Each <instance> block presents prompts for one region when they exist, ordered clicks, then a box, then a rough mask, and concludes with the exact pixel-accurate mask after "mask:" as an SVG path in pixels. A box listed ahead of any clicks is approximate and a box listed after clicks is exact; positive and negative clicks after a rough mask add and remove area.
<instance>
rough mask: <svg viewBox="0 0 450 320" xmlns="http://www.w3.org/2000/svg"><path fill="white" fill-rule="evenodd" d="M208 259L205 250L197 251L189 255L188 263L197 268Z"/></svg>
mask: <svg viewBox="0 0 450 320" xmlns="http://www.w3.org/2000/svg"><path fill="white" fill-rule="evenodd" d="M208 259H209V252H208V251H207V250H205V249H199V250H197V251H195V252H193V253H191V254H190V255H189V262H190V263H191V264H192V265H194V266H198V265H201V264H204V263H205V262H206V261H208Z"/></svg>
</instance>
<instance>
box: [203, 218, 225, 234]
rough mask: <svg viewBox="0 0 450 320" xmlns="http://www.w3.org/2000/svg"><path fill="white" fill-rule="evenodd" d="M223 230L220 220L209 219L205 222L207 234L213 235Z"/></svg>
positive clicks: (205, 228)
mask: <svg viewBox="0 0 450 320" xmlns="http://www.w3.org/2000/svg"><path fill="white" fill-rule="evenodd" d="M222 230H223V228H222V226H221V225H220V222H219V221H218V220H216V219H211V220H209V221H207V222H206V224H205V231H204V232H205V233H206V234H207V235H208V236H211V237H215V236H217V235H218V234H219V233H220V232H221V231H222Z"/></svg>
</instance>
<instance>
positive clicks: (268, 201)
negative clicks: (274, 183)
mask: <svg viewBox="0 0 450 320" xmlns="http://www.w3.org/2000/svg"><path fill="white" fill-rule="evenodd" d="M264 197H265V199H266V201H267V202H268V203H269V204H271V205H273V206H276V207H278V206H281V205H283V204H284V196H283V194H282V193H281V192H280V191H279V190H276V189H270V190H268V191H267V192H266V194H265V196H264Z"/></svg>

__INSTRUCTIONS TO FOLLOW__
Reproduce every line of the material above verbatim, from start to finish.

__ANSWER AREA__
Each <instance> block presents prompts for one region when they exist, ordered clicks, then a box, then a rough mask, and concludes with the exact pixel-accurate mask after "mask:" as an SVG path in pixels. A box listed ahead of any clicks is approximate and a box listed after clicks is exact; positive and negative clicks after a rough mask add and remove area.
<instance>
rough mask: <svg viewBox="0 0 450 320" xmlns="http://www.w3.org/2000/svg"><path fill="white" fill-rule="evenodd" d="M208 259L205 250L197 251L189 255L188 263L197 268Z"/></svg>
mask: <svg viewBox="0 0 450 320" xmlns="http://www.w3.org/2000/svg"><path fill="white" fill-rule="evenodd" d="M208 259H209V252H208V251H207V250H205V249H199V250H197V251H195V252H193V253H191V254H190V255H189V262H190V263H191V264H192V265H194V266H198V265H201V264H204V263H205V262H206V261H208Z"/></svg>
</instance>
<instance>
box: [203, 218, 225, 234]
rough mask: <svg viewBox="0 0 450 320" xmlns="http://www.w3.org/2000/svg"><path fill="white" fill-rule="evenodd" d="M223 230L220 220L209 219L205 222L207 234L213 235Z"/></svg>
positive clicks: (205, 228)
mask: <svg viewBox="0 0 450 320" xmlns="http://www.w3.org/2000/svg"><path fill="white" fill-rule="evenodd" d="M222 230H223V228H222V226H221V225H220V222H219V221H218V220H216V219H211V220H209V221H207V222H206V224H205V231H204V232H205V233H206V234H207V235H208V236H211V237H215V236H217V235H218V234H219V233H220V232H221V231H222Z"/></svg>
</instance>
<instance>
positive clicks: (268, 201)
negative clicks: (274, 183)
mask: <svg viewBox="0 0 450 320" xmlns="http://www.w3.org/2000/svg"><path fill="white" fill-rule="evenodd" d="M264 197H265V199H266V201H267V202H268V203H269V204H271V205H273V206H276V207H278V206H281V205H283V204H284V196H283V194H282V193H281V192H280V191H279V190H276V189H270V190H268V191H267V192H266V194H265V196H264Z"/></svg>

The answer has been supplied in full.